▸ **Selected text**
Look at it this way — if winning wasn’t so hard, it wouldn’t feel so good. — Hockey Hall of Famer Mike Richter

For generations, forward-thinking Malaysians (and others around the world) have been on a quest for a formula for not just good but great leadership. This has been a holy grail of mine since the 1980s and after speaking to experts in our local universities and beyond, I believe I have found some elements that make up great leadership. To be great, leaders must first master the important skills of listening, learning, helping and leading. These are not optional skills but the bedrock of leadership.

I have found that the best leaders recognise that listening inspires much more than telling. Then they learn. Active listening elicits understanding, which leads to learning. This has got to be the ultimate axiom. The late American educator and businessman Steven Covey said it best: “Understand before being understood.”

Then, they set an example of responsible leadership by helping. People are much more willing to sacrifice and follow when they see their leaders right there in the trenches with them. This earns the leaders the trust and confidence of their people; then, they are ready to lead.

I wanted to test these findings and like any good researcher, I started with a literature review of the subject. Based on my research, poring over books, articles and case studies, I discovered that people who do great things focused on the above and just get it done again and again.

In his 2001 best-selling book Good to Great: Why Some Companies Make the Leap … and Others Don’t, American professor Jim Collins and his team set out to answer a similar question: How does a good company become a great one?

▸ **Exercise task a**
According to the leadership excerpt, which four skills must leaders master to be great?

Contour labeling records
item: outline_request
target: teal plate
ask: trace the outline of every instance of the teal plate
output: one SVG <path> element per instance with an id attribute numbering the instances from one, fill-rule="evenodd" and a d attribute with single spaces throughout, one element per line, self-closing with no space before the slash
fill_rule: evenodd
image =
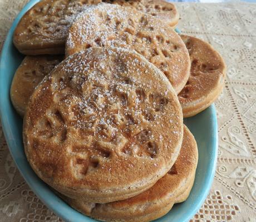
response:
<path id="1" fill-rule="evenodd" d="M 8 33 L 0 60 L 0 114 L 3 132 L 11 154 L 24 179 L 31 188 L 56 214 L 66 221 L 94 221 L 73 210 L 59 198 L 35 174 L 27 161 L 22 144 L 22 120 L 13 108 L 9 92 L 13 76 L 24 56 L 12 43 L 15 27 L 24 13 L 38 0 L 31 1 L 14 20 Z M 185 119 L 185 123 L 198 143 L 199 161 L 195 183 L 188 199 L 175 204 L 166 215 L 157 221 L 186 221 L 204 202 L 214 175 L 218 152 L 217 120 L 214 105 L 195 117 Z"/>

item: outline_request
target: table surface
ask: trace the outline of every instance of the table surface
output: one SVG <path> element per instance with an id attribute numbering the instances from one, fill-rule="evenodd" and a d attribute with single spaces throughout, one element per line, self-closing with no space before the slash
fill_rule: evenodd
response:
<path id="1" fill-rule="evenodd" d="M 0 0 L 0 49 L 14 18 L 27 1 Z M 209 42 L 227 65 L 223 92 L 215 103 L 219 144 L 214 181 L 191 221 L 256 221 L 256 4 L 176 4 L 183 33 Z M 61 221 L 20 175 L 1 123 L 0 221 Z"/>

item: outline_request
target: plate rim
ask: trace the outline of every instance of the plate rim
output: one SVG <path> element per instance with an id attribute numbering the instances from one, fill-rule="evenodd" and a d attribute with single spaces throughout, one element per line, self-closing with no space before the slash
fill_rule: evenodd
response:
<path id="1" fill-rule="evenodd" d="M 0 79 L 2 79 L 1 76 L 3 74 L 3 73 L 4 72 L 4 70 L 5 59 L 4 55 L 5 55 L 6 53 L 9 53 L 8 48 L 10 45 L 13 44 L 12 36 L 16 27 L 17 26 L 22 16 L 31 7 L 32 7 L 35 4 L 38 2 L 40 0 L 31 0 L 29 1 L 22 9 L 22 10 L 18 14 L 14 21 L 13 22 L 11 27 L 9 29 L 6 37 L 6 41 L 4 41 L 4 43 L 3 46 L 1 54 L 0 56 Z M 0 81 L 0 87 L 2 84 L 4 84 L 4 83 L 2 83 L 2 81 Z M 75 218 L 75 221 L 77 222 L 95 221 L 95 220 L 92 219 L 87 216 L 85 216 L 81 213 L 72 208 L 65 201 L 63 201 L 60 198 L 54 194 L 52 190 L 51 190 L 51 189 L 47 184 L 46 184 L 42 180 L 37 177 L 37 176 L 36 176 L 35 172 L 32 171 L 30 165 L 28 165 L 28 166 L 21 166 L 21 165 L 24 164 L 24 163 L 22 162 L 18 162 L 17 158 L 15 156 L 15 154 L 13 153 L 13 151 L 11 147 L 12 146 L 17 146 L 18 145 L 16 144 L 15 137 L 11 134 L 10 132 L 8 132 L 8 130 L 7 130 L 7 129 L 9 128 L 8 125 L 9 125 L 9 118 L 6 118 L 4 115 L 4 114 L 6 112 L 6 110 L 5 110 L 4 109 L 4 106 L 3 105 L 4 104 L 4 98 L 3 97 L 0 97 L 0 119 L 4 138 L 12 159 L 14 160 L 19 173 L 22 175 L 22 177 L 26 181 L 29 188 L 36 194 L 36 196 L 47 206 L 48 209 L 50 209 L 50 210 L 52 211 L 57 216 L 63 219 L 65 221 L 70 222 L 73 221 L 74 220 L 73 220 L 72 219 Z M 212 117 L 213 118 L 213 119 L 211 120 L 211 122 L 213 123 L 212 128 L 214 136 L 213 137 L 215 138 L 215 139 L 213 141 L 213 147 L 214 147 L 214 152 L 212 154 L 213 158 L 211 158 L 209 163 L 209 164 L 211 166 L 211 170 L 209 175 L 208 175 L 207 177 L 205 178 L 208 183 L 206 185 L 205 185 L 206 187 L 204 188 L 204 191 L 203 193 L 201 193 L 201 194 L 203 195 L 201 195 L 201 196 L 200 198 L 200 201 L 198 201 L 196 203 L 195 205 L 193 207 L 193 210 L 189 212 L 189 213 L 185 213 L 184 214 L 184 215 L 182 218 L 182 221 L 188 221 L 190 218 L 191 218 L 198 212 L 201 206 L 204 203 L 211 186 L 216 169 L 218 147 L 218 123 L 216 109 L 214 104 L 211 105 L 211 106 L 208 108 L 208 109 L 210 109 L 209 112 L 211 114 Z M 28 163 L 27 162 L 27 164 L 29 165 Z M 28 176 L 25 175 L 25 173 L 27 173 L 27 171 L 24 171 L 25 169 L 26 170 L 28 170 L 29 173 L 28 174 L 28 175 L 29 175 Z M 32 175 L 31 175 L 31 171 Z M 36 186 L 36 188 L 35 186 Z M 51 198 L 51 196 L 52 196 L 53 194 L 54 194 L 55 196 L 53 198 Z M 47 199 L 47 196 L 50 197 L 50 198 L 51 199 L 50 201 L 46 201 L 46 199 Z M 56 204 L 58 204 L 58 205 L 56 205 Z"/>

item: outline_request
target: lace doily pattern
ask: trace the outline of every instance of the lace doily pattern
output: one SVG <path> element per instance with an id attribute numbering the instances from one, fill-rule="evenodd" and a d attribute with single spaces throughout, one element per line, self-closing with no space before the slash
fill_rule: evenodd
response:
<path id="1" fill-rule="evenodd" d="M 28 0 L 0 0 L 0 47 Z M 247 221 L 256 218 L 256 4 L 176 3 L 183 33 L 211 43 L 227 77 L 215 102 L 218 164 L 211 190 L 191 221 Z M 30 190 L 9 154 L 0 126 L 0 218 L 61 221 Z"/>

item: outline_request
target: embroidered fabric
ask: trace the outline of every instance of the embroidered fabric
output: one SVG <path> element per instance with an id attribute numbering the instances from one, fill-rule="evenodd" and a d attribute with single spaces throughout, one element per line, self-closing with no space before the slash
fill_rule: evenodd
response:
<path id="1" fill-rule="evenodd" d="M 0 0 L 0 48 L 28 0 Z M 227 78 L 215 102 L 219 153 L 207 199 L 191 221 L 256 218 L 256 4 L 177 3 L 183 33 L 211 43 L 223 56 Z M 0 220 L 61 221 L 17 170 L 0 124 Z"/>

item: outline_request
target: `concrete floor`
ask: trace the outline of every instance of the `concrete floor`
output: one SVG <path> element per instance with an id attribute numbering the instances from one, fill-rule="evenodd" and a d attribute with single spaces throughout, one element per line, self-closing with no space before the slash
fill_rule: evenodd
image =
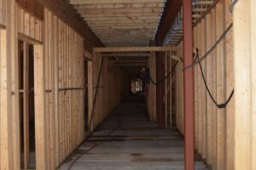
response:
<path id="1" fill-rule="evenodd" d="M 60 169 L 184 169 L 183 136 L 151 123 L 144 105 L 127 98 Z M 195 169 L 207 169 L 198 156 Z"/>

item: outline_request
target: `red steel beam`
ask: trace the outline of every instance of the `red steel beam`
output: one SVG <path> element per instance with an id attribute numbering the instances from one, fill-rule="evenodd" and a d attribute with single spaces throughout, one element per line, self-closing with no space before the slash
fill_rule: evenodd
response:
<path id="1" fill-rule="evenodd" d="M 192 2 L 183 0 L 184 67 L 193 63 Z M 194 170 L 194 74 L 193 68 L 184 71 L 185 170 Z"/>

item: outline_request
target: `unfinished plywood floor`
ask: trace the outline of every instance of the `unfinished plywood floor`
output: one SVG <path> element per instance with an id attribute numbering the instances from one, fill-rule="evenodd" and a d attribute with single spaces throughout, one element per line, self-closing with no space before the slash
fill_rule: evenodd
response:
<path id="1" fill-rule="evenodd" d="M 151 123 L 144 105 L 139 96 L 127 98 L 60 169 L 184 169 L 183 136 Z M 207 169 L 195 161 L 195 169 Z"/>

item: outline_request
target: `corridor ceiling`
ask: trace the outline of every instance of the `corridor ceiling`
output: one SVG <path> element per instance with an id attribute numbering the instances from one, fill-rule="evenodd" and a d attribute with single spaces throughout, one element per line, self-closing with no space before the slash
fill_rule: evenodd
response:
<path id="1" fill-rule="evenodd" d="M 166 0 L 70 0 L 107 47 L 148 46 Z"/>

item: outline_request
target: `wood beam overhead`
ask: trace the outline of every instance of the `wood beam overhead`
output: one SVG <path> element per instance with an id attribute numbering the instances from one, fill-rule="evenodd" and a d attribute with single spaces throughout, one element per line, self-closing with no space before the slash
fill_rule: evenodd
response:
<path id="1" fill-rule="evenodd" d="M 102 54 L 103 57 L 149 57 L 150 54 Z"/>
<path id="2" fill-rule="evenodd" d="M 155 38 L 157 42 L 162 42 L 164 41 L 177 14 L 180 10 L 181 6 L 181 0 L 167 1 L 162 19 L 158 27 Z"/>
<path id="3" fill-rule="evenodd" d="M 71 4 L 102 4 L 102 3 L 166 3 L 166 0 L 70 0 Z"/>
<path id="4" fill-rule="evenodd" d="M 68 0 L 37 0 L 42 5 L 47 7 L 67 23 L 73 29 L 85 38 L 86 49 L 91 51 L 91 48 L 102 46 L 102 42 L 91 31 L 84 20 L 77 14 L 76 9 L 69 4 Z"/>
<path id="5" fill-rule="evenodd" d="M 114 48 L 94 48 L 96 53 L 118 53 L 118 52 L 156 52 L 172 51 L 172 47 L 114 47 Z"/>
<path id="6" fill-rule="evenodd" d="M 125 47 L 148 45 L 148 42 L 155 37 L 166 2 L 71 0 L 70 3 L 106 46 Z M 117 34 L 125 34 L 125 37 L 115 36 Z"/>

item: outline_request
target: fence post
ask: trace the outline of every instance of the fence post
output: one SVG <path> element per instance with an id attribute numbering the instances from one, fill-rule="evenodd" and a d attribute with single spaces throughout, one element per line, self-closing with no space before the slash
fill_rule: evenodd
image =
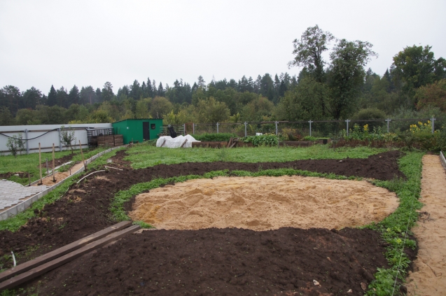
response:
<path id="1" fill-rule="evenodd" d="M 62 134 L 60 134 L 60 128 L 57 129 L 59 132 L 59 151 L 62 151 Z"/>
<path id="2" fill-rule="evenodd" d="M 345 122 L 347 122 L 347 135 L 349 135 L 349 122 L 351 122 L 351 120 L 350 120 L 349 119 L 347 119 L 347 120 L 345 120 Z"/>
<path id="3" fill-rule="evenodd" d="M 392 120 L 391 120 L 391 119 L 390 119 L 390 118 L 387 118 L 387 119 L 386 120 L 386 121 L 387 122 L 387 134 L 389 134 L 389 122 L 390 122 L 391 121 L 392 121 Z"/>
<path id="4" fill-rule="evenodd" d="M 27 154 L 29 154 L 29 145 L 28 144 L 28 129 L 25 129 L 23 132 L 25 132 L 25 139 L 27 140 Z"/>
* * *
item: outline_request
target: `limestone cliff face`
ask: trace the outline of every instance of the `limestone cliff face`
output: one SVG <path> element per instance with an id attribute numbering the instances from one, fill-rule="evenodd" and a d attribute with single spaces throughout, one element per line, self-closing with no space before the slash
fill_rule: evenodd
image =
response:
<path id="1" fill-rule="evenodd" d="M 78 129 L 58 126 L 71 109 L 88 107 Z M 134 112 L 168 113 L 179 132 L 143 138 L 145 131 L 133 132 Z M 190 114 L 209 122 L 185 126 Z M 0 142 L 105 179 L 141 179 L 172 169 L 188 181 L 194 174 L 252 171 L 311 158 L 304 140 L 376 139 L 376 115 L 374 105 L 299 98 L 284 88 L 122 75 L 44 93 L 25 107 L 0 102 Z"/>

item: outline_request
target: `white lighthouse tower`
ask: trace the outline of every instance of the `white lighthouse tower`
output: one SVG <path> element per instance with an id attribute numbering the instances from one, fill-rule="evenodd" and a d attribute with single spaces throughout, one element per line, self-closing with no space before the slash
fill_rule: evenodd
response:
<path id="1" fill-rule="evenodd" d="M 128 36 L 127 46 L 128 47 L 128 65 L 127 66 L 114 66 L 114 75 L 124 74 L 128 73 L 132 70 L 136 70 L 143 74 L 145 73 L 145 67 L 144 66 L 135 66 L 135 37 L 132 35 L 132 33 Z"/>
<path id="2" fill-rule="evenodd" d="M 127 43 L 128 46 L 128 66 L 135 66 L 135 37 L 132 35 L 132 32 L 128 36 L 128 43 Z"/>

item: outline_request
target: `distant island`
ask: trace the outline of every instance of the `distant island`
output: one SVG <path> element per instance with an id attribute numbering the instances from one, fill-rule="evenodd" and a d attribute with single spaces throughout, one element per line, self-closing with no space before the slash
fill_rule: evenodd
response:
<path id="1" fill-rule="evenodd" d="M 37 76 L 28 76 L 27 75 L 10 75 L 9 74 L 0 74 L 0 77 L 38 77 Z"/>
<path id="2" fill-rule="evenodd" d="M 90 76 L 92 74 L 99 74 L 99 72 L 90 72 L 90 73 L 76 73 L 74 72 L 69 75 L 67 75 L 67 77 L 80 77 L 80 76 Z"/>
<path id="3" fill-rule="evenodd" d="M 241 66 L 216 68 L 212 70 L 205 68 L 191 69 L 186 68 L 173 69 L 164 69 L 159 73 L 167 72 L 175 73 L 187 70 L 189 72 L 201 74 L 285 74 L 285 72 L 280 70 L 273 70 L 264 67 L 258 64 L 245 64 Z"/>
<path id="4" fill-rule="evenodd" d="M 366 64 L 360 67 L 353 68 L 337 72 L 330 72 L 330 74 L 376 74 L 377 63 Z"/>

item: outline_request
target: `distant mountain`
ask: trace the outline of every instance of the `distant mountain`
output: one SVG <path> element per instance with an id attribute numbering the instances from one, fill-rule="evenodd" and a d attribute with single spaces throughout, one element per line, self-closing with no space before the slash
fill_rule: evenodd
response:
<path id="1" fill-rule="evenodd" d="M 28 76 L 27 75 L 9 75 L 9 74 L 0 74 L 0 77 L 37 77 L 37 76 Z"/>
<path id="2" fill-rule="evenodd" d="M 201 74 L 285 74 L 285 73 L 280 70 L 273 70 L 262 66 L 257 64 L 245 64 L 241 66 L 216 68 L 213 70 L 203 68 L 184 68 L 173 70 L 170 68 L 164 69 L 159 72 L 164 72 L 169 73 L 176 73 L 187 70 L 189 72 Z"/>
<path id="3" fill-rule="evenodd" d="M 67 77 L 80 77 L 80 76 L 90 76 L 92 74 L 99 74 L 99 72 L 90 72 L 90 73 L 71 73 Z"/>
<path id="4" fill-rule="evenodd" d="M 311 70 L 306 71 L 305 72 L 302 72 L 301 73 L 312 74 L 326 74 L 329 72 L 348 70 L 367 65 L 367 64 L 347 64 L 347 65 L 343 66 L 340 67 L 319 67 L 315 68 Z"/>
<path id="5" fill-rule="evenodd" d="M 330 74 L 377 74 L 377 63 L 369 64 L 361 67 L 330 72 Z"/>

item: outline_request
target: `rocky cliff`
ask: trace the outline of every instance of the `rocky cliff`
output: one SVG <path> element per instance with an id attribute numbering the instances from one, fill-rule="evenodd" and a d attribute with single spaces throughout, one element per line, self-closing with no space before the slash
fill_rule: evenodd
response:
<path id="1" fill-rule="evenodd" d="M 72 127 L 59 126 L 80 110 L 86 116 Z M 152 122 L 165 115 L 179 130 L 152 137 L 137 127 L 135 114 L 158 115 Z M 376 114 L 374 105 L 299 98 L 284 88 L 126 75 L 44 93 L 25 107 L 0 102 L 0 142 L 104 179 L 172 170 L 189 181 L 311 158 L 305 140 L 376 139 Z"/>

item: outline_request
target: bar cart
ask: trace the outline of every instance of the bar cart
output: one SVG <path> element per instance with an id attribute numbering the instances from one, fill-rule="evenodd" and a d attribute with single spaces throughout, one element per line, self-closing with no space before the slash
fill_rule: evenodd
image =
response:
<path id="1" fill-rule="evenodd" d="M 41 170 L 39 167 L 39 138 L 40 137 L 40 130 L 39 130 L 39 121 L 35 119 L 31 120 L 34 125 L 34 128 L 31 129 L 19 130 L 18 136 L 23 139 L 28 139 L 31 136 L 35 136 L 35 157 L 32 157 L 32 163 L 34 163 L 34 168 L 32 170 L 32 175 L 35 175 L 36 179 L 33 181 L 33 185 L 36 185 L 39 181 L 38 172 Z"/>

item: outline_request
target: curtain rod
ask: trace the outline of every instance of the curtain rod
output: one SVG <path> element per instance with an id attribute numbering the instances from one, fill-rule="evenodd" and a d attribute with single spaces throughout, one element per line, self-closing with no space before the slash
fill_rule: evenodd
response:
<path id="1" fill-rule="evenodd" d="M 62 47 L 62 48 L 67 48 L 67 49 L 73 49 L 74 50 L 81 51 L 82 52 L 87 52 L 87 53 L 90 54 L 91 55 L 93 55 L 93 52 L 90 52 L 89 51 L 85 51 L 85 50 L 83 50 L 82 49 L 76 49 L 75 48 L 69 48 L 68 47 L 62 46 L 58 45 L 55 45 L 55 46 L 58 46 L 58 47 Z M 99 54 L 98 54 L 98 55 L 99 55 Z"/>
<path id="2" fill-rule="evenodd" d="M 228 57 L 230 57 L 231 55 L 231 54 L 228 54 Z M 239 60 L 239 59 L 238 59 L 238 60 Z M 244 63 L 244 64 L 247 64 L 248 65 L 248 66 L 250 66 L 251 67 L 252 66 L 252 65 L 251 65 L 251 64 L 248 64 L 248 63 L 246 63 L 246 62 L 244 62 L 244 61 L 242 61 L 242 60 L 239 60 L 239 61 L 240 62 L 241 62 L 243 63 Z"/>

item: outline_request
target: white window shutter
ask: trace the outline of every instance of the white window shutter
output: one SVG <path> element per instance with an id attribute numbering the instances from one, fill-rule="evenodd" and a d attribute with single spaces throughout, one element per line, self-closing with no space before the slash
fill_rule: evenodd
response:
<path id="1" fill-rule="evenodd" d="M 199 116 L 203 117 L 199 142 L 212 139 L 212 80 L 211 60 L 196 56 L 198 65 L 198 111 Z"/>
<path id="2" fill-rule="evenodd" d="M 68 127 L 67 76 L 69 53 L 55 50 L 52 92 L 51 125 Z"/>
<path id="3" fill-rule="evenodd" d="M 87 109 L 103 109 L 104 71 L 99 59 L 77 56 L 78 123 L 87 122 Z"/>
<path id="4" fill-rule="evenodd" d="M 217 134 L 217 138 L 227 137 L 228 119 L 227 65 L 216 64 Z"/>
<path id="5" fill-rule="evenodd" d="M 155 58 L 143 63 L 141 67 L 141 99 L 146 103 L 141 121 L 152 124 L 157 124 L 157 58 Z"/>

▸ **Exercise task b**
Find every line in the records that contains the string "pattern", and copy each of those lines.

▸ **Correct response a**
Listening, learning, helping and leading.

▸ **Correct response b**
target: lace doily pattern
ask: trace the outline of every instance of the lace doily pattern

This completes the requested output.